**Exercise goal**
Give the records back in full, exactly as they read.

============

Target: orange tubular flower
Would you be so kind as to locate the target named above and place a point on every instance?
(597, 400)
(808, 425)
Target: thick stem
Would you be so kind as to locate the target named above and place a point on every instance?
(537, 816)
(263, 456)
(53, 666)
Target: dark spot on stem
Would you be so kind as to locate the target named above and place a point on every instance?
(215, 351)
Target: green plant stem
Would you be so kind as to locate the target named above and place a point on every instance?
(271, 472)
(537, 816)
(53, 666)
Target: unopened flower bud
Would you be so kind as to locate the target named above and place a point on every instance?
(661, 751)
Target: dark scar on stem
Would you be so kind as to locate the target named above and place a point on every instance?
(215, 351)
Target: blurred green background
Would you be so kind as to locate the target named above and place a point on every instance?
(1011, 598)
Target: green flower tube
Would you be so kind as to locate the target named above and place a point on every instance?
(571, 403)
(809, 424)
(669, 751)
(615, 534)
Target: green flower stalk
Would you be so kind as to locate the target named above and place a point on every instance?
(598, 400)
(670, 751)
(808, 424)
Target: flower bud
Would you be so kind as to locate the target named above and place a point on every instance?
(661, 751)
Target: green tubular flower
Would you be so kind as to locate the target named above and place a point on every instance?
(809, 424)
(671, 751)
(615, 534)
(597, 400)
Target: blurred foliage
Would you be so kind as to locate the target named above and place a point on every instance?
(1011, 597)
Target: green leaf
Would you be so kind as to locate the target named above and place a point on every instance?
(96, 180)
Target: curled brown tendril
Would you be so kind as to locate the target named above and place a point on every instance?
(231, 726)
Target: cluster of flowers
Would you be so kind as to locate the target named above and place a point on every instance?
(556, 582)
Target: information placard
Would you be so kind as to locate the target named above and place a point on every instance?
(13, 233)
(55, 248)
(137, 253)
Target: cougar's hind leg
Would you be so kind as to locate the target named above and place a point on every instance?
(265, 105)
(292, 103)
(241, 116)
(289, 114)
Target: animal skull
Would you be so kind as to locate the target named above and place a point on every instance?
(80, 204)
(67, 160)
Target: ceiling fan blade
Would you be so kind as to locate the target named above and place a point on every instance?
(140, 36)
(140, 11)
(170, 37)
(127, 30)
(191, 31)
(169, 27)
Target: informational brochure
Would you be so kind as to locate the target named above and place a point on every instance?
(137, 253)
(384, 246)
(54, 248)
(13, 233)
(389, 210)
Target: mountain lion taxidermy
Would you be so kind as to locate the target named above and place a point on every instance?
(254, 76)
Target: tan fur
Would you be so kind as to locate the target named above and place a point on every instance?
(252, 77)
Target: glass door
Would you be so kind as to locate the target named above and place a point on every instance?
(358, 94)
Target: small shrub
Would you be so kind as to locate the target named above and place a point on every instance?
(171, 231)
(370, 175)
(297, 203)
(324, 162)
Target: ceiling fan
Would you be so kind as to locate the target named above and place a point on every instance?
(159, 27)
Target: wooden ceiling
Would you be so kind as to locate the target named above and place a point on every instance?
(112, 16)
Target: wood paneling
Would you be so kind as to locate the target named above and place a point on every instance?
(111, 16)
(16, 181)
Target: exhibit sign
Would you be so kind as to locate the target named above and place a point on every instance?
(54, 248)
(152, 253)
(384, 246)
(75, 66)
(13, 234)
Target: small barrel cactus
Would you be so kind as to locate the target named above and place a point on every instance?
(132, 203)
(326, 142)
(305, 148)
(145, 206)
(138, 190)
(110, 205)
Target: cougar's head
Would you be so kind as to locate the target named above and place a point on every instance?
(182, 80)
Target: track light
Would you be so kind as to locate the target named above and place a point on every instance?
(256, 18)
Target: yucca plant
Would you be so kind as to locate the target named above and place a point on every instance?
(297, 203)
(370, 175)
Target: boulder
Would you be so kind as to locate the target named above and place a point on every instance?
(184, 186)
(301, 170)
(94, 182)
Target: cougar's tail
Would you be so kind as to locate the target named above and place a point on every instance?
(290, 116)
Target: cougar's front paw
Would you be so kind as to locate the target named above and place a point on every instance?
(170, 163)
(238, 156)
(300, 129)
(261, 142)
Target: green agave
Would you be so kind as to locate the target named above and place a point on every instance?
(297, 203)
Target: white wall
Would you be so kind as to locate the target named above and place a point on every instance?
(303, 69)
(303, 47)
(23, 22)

============

**Output for this exercise**
Target: orange tubular flower
Would you be so kind as to locate the target named above and place a point on every instance?
(597, 400)
(808, 425)
Target: thick stem
Would you be so kind as to locate the target named above and place a point on every instance?
(537, 816)
(263, 456)
(53, 666)
Target: dark spot on stem
Would you be so kind as to locate the target named above and place a point on every instance?
(215, 351)
Target: green plant stem
Would you be so kind as to locate the target named above and place a point on every instance?
(271, 472)
(537, 816)
(53, 666)
Target: unopened flower bud
Would you be so kind as to locate the target named above and place a point on every instance?
(661, 751)
Target: dark scar on stem
Would you be so kind as to locate the target named above and place a point on every instance?
(215, 351)
Target: blurred green background
Would you be so kind as to locate the target named above and place a point on every instance?
(1011, 598)
Target: green flower tube
Would you be so kind as to locate the target named above and place a point on every instance?
(571, 403)
(809, 424)
(669, 751)
(615, 534)
Target: green flower stalk
Would you be so kind as to locate the target named above and place a point on every instance?
(598, 400)
(670, 751)
(808, 424)
Target: flower bud
Would you be so kind as to locate the target named above and place a point on every instance?
(661, 751)
Target: green tubular flower
Would you be so kind as to locate the target named above and place a point on every instance?
(809, 424)
(671, 751)
(615, 534)
(597, 400)
Target: blurred foliage
Would you be so kind as to locate the target named above and place a point on every instance?
(1011, 597)
Target: green leaf
Would you be so kind as to locate the target named above and place a point on every instance?
(96, 180)
Target: curled brown tendril
Would you be so kind as to locate the target named above and place a point on every instance?
(231, 726)
Target: cluster of flowers
Would you be so kind as to locate the target named above and place a point on every instance?
(556, 582)
Target: information placard
Would you be so kind as to locate the target named above and place a point on every instance?
(13, 233)
(55, 248)
(137, 253)
Target: cougar's hind leg
Would you be so kind as to locate the target named above and place a point on every instance?
(265, 105)
(292, 103)
(241, 116)
(289, 114)
Target: animal skull
Would you be so kind as to locate the target named above and place a point on every instance?
(80, 204)
(67, 160)
Target: ceiling fan blade
Would you be so kind as to locate the target named above and place a point on every instance?
(140, 36)
(140, 11)
(170, 37)
(127, 30)
(191, 31)
(169, 27)
Target: informational brochure
Would you be so kind as to locate the target named above and place a point on every instance?
(137, 253)
(384, 246)
(54, 248)
(13, 233)
(389, 210)
Target: mountain lion taxidermy
Would you be so kind as to locate the target named above and place a point on every instance?
(254, 76)
Target: tan fur
Would you be so kind as to locate the target named above and place a point on every instance?
(252, 77)
Target: glass door
Would you be so kind as to locate the target named above and place a point on every instance?
(358, 94)
Target: small shrub
Would you be so kind as to locate the target named above and place a point on every instance?
(171, 231)
(370, 175)
(297, 203)
(324, 162)
Target: ceiling fan
Would you be so kind as to locate the target named above and place a point on every instance?
(159, 27)
Target: wooden ceiling
Would you be so kind as to locate the target named above and place a point on every instance?
(112, 16)
Target: wood paneling
Would you be so kind as to locate the target named above and place a point on every instance?
(111, 16)
(16, 181)
Target: exhibit sign
Would you be so kind as to locate the target named above and place a point on every instance?
(54, 248)
(152, 253)
(384, 246)
(75, 66)
(13, 234)
Target: small barrel cactus
Would you be so kind as to locate the target named above and place a point on every instance?
(132, 203)
(326, 142)
(305, 148)
(145, 206)
(138, 190)
(110, 205)
Target: cougar's head
Would you be so kind as to locate the target named above and place a point on every instance?
(182, 80)
Target: track light
Would you be so kind as to locate the target named above and place a point on every instance?
(256, 18)
Target: yucca plant
Would you be so kind as to locate the target named above and place a point on every instance?
(297, 203)
(370, 175)
Target: boulder
Would you be so kind as to locate the target named above and place a point on every instance?
(184, 186)
(301, 170)
(94, 182)
Target: cougar's tail
Would you be so kind as to locate the target named above and place a point on every instance?
(290, 116)
Target: cougar's front paw
Would you be so kind as to locate the target named above and place a point on every instance?
(170, 163)
(238, 156)
(300, 129)
(261, 142)
Target: green agave
Would you be so kind as to locate the target named above and place a point on every instance?
(297, 203)
Target: white wall
Would you be so kind as to locate the target named above and place a point on every instance?
(303, 69)
(303, 47)
(23, 22)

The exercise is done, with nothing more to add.